* GIVEN PROBLEM *
Transcribe all the records with complete accuracy.

+--

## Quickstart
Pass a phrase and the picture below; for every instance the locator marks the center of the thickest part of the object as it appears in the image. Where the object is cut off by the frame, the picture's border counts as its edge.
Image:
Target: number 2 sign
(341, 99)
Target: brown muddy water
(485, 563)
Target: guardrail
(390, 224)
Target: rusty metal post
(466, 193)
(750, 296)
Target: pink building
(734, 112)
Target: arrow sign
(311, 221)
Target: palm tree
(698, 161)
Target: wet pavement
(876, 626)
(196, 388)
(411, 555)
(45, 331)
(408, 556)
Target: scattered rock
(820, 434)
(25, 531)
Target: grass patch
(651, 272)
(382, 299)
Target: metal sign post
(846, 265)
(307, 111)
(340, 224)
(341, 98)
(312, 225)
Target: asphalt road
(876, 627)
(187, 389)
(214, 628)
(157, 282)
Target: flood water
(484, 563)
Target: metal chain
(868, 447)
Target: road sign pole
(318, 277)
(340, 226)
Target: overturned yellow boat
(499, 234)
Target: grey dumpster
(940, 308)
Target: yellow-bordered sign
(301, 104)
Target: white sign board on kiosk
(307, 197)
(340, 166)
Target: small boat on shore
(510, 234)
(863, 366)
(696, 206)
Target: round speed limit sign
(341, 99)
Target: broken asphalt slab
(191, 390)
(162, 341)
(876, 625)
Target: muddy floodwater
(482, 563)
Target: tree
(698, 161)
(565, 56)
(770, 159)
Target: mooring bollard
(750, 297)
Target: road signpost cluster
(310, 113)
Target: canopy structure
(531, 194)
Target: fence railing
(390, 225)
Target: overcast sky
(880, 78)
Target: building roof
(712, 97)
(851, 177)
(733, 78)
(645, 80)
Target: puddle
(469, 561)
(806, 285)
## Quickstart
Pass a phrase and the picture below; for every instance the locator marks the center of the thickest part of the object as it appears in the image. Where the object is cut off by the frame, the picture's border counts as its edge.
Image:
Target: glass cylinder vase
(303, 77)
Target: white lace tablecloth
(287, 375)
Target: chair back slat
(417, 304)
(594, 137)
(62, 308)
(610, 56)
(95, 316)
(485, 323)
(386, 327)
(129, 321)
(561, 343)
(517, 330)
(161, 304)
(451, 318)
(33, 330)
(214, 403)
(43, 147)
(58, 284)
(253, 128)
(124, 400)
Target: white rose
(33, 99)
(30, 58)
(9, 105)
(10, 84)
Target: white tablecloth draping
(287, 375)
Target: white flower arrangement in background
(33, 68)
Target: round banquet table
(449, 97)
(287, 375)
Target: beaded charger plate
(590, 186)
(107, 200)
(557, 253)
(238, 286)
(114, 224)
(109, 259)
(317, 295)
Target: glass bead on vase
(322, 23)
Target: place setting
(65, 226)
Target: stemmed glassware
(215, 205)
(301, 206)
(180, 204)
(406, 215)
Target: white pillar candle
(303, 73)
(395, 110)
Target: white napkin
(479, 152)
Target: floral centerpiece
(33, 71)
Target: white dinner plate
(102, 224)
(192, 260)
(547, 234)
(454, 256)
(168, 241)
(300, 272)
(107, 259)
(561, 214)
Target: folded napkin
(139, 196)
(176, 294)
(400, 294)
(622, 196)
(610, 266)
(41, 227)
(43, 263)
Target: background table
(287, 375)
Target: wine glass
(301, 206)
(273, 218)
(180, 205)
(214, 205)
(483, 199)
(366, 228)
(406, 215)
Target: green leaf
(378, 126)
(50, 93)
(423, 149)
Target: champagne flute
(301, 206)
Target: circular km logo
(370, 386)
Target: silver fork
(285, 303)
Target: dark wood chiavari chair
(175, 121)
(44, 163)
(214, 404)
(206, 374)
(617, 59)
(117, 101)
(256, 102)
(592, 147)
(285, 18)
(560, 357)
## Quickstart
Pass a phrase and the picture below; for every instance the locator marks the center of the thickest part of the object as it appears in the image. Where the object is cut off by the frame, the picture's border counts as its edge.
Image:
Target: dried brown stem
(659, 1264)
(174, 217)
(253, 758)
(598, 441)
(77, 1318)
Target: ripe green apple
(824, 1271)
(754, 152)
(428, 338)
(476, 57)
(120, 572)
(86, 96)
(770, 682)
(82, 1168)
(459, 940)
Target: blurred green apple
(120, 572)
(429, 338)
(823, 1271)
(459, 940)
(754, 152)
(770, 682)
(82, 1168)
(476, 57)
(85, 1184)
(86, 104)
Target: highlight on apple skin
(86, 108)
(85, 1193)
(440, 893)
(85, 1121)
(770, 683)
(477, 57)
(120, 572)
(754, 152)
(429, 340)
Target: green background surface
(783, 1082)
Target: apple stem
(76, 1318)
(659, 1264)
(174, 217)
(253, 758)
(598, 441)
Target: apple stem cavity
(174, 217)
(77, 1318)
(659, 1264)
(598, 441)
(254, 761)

+--

* COMPLETE ANSWER *
## Quickstart
Pass a phrase and the picture below; for every instance the locator marks the center of the thickest part of the object as it appears in the image. Where the object is cut off by the frame, the picture's border counts as its edge.
Image:
Target: number 2 sign
(341, 99)
Target: brown muddy water
(485, 563)
Target: guardrail
(390, 224)
Target: rusty metal post
(466, 193)
(750, 296)
Target: pink building
(734, 112)
Target: arrow sign
(311, 221)
Target: palm tree
(698, 161)
Target: wet pavement
(876, 626)
(196, 388)
(411, 555)
(45, 331)
(408, 556)
Target: scattered rock
(820, 434)
(25, 531)
Target: grass patch
(651, 272)
(382, 299)
Target: metal sign post
(846, 265)
(307, 111)
(340, 224)
(341, 98)
(312, 225)
Target: asphalt road
(876, 627)
(187, 389)
(214, 628)
(157, 282)
Target: flood water
(484, 563)
Target: metal chain
(868, 447)
Target: road sign pole
(318, 277)
(340, 226)
Target: overturned yellow boat
(499, 234)
Target: grey dumpster
(940, 308)
Target: yellow-bordered sign
(301, 104)
Target: white sign board on kiosk
(307, 197)
(340, 166)
Target: small boat on shore
(510, 234)
(863, 366)
(696, 206)
Target: round speed limit sign
(341, 99)
Target: broken asphalt slab
(191, 390)
(162, 341)
(876, 625)
Target: muddy floodwater
(482, 563)
Target: tree
(698, 161)
(565, 56)
(770, 159)
Target: mooring bollard
(750, 297)
Target: road signpost cluster
(310, 113)
Target: canopy structure
(531, 194)
Target: fence railing
(390, 225)
Target: overcast sky
(880, 78)
Target: building roof
(712, 97)
(851, 177)
(733, 78)
(645, 80)
Target: puddle
(469, 561)
(806, 285)
## Quickstart
Pass a phrase and the picture below; for every instance the locator marks the center of the thickest part of the object as it appears in the image. Where the object is cut off by the frame, the picture's border counts as its edge.
Image:
Target: glass cylinder vase
(303, 77)
Target: white lace tablecloth
(287, 375)
Target: chair back slat
(417, 304)
(594, 137)
(62, 308)
(610, 56)
(95, 316)
(485, 323)
(386, 327)
(129, 321)
(561, 343)
(517, 330)
(161, 304)
(451, 318)
(33, 330)
(214, 403)
(43, 147)
(58, 284)
(253, 128)
(124, 400)
Target: white rose
(33, 99)
(30, 58)
(9, 105)
(10, 84)
Target: white tablecloth draping
(287, 375)
Target: white flower arrangement in background
(33, 68)
Target: round banquet table
(449, 97)
(287, 375)
Target: beaded charger plate
(590, 186)
(107, 200)
(557, 253)
(238, 286)
(114, 224)
(109, 259)
(317, 295)
Target: glass bead on vase
(322, 23)
Target: place setting
(65, 226)
Target: stemmed glassware
(215, 205)
(301, 206)
(180, 204)
(406, 215)
Target: white pillar candle
(303, 73)
(395, 110)
Target: white napkin
(479, 152)
Target: floral centerpiece
(33, 71)
Target: white dinner plate
(102, 224)
(192, 260)
(547, 234)
(454, 256)
(168, 241)
(300, 272)
(107, 259)
(561, 214)
Target: folded napkin
(139, 196)
(176, 294)
(400, 294)
(622, 196)
(610, 266)
(41, 227)
(43, 263)
Target: background table
(287, 375)
Target: wine glass
(301, 206)
(273, 218)
(180, 205)
(214, 205)
(483, 199)
(366, 228)
(406, 215)
Target: green leaf
(378, 126)
(50, 93)
(423, 149)
Target: champagne flute
(301, 206)
Target: circular km logo
(370, 386)
Target: silver fork
(285, 303)
Target: dark wood chiavari chair
(175, 121)
(44, 163)
(214, 404)
(206, 374)
(617, 59)
(117, 101)
(256, 102)
(592, 147)
(285, 18)
(560, 357)
## Quickstart
Pass a phrase and the picture below; for every instance the locator marks the center of the thickest part of the object as it appears in the image. Where the object is cut off by the frame, the picture's border counts as its edge.
Image:
Target: dried brown stem
(659, 1264)
(174, 217)
(253, 758)
(598, 441)
(77, 1318)
Target: ripe green apple
(824, 1271)
(754, 152)
(428, 338)
(476, 57)
(120, 572)
(86, 96)
(770, 682)
(82, 1168)
(459, 940)
Target: blurred green apple
(120, 572)
(429, 338)
(823, 1271)
(459, 940)
(754, 152)
(770, 682)
(82, 1168)
(476, 57)
(85, 1184)
(86, 104)
Target: highlight on apple skin
(86, 108)
(85, 1193)
(440, 893)
(85, 1121)
(770, 683)
(477, 57)
(120, 572)
(754, 152)
(429, 340)
Target: green background surface
(783, 1082)
Target: apple stem
(76, 1318)
(659, 1264)
(174, 217)
(253, 758)
(598, 441)
Target: apple stem cavity
(174, 217)
(77, 1318)
(659, 1264)
(598, 441)
(254, 761)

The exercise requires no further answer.